## Exercise directions
Print all of the data below line for line, without changes, and leave the pictures out.

----------

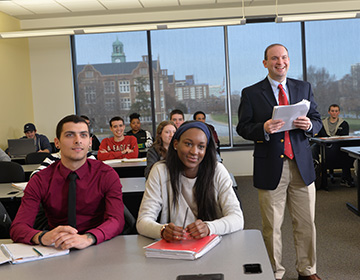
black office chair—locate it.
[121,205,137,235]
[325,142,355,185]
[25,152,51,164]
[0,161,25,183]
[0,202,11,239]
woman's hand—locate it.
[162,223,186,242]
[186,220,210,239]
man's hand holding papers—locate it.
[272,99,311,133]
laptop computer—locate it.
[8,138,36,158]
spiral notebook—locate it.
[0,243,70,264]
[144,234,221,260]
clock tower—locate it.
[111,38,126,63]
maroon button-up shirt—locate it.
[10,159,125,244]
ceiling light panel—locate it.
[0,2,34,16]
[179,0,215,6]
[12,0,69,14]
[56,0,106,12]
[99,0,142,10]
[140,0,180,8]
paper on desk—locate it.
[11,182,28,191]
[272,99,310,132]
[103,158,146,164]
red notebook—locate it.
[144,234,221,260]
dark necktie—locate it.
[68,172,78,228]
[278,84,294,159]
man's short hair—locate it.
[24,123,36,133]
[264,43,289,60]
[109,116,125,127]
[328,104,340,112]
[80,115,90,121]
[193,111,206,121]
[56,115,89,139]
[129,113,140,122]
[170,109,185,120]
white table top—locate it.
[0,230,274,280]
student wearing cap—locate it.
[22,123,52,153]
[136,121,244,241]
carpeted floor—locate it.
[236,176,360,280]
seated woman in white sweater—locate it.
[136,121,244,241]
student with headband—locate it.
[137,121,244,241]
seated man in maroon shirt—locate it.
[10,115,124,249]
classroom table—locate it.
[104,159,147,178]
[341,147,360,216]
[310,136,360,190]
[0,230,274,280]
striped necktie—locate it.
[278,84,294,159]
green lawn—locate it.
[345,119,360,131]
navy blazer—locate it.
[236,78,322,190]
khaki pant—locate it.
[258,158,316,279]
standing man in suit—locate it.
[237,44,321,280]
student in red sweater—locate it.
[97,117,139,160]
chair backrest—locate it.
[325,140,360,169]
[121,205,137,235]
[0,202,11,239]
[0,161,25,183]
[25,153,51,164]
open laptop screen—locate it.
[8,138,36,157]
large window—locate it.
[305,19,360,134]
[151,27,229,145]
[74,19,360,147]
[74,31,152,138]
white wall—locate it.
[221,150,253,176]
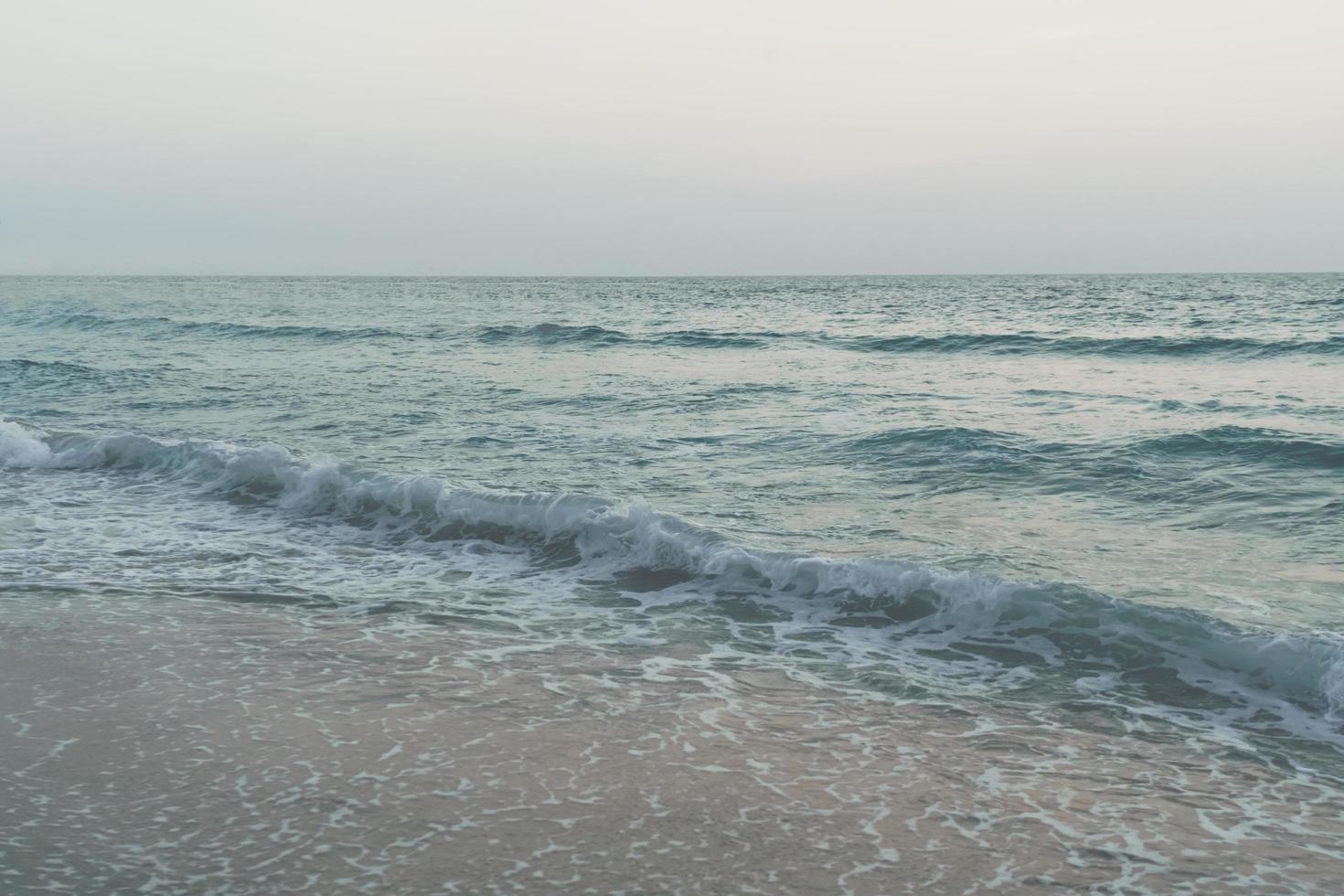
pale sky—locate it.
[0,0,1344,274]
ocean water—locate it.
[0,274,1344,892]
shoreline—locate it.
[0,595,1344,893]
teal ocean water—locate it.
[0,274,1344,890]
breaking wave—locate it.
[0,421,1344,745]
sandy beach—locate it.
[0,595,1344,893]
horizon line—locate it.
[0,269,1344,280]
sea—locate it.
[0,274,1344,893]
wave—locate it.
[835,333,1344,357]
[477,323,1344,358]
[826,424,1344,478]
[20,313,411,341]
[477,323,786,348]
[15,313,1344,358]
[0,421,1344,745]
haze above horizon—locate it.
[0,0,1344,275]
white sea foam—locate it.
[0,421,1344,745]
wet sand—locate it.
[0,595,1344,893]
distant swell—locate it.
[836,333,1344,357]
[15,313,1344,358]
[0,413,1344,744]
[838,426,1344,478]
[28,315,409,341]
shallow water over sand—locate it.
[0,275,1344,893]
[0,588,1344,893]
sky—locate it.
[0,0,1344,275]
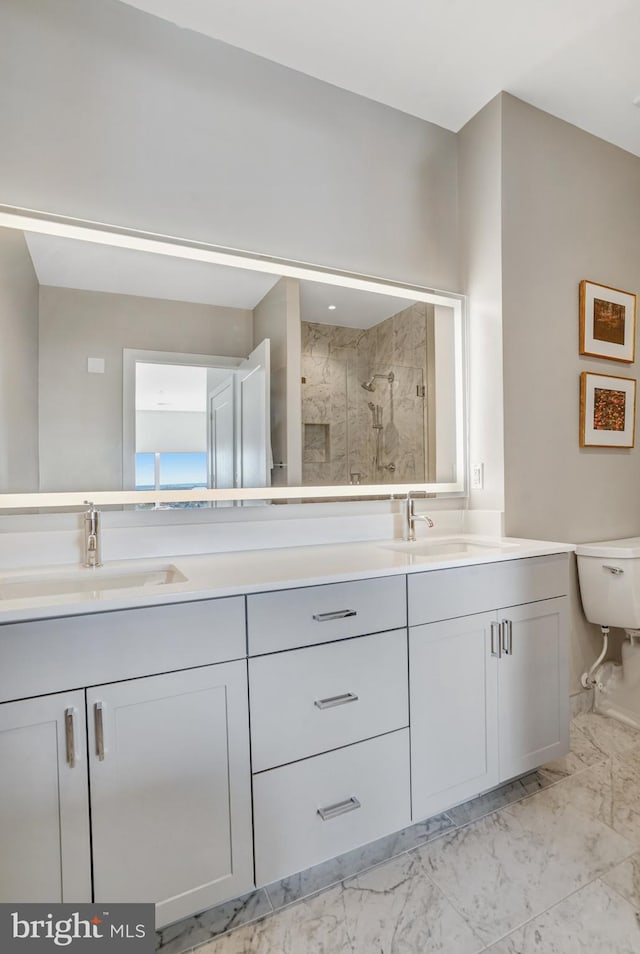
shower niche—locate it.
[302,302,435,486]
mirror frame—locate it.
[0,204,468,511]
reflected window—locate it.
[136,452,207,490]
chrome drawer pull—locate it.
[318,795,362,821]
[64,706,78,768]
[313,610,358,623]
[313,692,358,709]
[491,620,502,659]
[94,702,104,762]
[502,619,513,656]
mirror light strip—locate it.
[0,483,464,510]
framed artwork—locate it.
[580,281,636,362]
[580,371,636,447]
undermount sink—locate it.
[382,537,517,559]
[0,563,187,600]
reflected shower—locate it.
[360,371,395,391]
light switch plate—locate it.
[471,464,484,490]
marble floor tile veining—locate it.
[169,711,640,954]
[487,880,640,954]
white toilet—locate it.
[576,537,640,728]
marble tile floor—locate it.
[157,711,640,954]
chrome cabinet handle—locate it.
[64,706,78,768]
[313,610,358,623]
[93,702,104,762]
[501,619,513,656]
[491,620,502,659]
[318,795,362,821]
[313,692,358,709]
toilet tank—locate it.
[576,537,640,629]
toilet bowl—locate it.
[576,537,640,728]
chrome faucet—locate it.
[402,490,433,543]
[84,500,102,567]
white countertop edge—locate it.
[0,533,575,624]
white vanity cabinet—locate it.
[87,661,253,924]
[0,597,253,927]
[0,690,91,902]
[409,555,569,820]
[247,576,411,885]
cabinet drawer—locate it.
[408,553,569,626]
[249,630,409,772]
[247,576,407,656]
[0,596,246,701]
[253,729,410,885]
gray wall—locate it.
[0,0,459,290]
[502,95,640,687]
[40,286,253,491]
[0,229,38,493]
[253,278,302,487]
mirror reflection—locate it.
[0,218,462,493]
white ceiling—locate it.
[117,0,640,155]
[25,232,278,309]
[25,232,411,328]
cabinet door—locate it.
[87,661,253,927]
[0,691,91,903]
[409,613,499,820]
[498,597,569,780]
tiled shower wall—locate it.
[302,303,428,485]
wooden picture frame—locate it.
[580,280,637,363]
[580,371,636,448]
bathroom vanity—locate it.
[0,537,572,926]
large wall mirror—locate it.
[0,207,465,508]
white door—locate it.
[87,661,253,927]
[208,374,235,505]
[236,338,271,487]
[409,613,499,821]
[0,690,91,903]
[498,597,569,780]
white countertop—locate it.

----------

## Task solution
black office chair—locate it.
[121,205,137,235]
[325,142,355,185]
[25,152,51,164]
[0,161,25,183]
[0,202,11,239]
woman's hand—locate it.
[162,223,186,242]
[186,220,210,239]
man's hand holding papers—locate it.
[272,99,311,133]
laptop computer—locate it.
[8,138,36,158]
spiral notebook—locate it.
[0,243,70,264]
[144,234,221,260]
clock tower—locate it.
[111,38,126,63]
maroon button-up shirt—locate it.
[10,159,125,244]
ceiling light panel—locate it.
[0,2,34,16]
[179,0,215,6]
[12,0,69,14]
[56,0,106,12]
[99,0,142,10]
[140,0,180,8]
paper on desk—locate it.
[11,182,28,191]
[272,99,310,132]
[103,158,146,164]
red notebook—locate it.
[144,234,221,260]
dark necktie—locate it.
[68,172,78,228]
[278,84,294,159]
man's short hair—locate it.
[24,123,36,133]
[264,43,289,60]
[109,116,125,127]
[328,104,340,112]
[80,115,90,121]
[193,111,206,121]
[56,115,89,139]
[129,113,140,122]
[170,109,185,120]
white table top—locate it.
[0,230,274,280]
student wearing cap—locate it.
[22,123,52,153]
[136,121,244,241]
carpeted floor—locate it.
[236,176,360,280]
seated woman in white sweater—locate it.
[136,121,244,241]
student with headband—locate it.
[137,121,244,241]
seated man in maroon shirt—locate it.
[10,115,124,249]
classroom table—locate it.
[104,159,147,178]
[341,147,360,216]
[310,136,360,190]
[0,230,274,280]
striped necktie—locate it.
[278,84,294,159]
green lawn—locate it.
[345,119,360,131]
navy blazer—locate it.
[236,78,322,190]
khaki pant—locate it.
[258,158,316,279]
standing man in suit—locate it.
[237,44,321,280]
student in red sweater—locate it.
[97,117,139,160]
chair backrest—locate it.
[325,140,360,169]
[121,205,137,235]
[0,202,11,239]
[0,161,25,183]
[25,153,51,164]
open laptop screen—locate it.
[8,138,36,157]
large window—locate it.
[305,19,360,134]
[151,27,229,145]
[74,19,360,147]
[74,31,152,138]
white wall—locate it.
[221,150,253,176]
pale sky—locate it.
[0,0,1344,274]
ocean water—locate it.
[0,274,1344,892]
shoreline—locate it.
[0,595,1344,893]
teal ocean water—locate it.
[0,274,1344,890]
breaking wave—locate it.
[0,421,1344,745]
sandy beach—locate it.
[0,595,1344,893]
horizon line—locate it.
[0,269,1344,280]
sea—locate it.
[0,274,1344,893]
wave—locate it.
[835,333,1344,357]
[477,323,1344,358]
[826,424,1344,478]
[20,313,411,341]
[477,323,786,348]
[15,313,1344,358]
[0,421,1344,745]
haze above horizon—locate it.
[0,0,1344,275]
white sea foam—locate it.
[0,421,1344,745]
wet sand—locate it.
[0,595,1344,893]
distant swell—locate it.
[836,333,1344,357]
[15,313,1344,358]
[0,413,1344,744]
[838,426,1344,478]
[28,315,409,341]
shallow water over sand—locate it.
[0,275,1344,893]
[0,588,1344,893]
sky—locate it.
[0,0,1344,275]
shower niche—locate it.
[302,302,435,486]
mirror frame—locate it.
[0,204,468,511]
reflected window—locate it.
[136,452,207,490]
chrome drawer pull—locate it.
[318,795,362,821]
[64,706,78,768]
[313,610,358,623]
[313,692,358,709]
[491,620,502,659]
[94,702,104,762]
[502,619,513,656]
mirror light strip—locate it.
[0,483,464,510]
framed artwork—locate it.
[580,281,636,362]
[580,371,636,447]
undermount sink—locate it.
[382,537,517,559]
[0,563,187,600]
reflected shower—locate it.
[360,371,395,391]
light switch plate—locate it.
[471,464,484,490]
marble floor tile veining—locate it.
[169,711,640,954]
[487,880,640,954]
white toilet—locate it.
[576,537,640,728]
marble tile floor—locate it.
[157,711,640,954]
chrome cabinet handle—locate it.
[64,706,78,768]
[313,610,358,623]
[93,702,104,762]
[501,619,513,656]
[491,620,502,659]
[318,795,362,821]
[313,692,358,709]
toilet tank—locate it.
[576,537,640,629]
toilet bowl—locate it.
[576,537,640,728]
chrome faucet—locate it.
[402,490,433,543]
[84,500,102,567]
white countertop edge—locate it.
[0,533,575,624]
white vanity cabinet—locate it.
[87,661,253,924]
[0,597,253,927]
[0,690,91,902]
[409,555,569,820]
[247,576,411,885]
cabinet drawer—locate it.
[408,553,569,626]
[249,630,409,772]
[247,576,407,656]
[0,596,246,701]
[253,729,410,885]
gray wall—locate it.
[0,0,459,290]
[502,95,640,687]
[40,286,253,491]
[0,229,38,493]
[253,278,302,487]
mirror reflection—locate it.
[0,218,462,493]
white ceiling—locate it.
[117,0,640,155]
[25,232,278,309]
[25,232,411,328]
cabinet door—locate it.
[87,661,253,927]
[0,691,91,903]
[409,613,499,820]
[498,597,569,780]
tiled shower wall—locate it.
[302,303,428,485]
wooden picture frame—locate it.
[580,280,637,363]
[580,371,636,448]
bathroom vanity—locate it.
[0,537,572,926]
large wall mirror—locate it.
[0,207,465,508]
white door—locate it.
[87,661,253,927]
[208,374,235,505]
[236,338,271,487]
[409,613,499,821]
[0,690,91,903]
[498,597,569,780]
white countertop—locate it.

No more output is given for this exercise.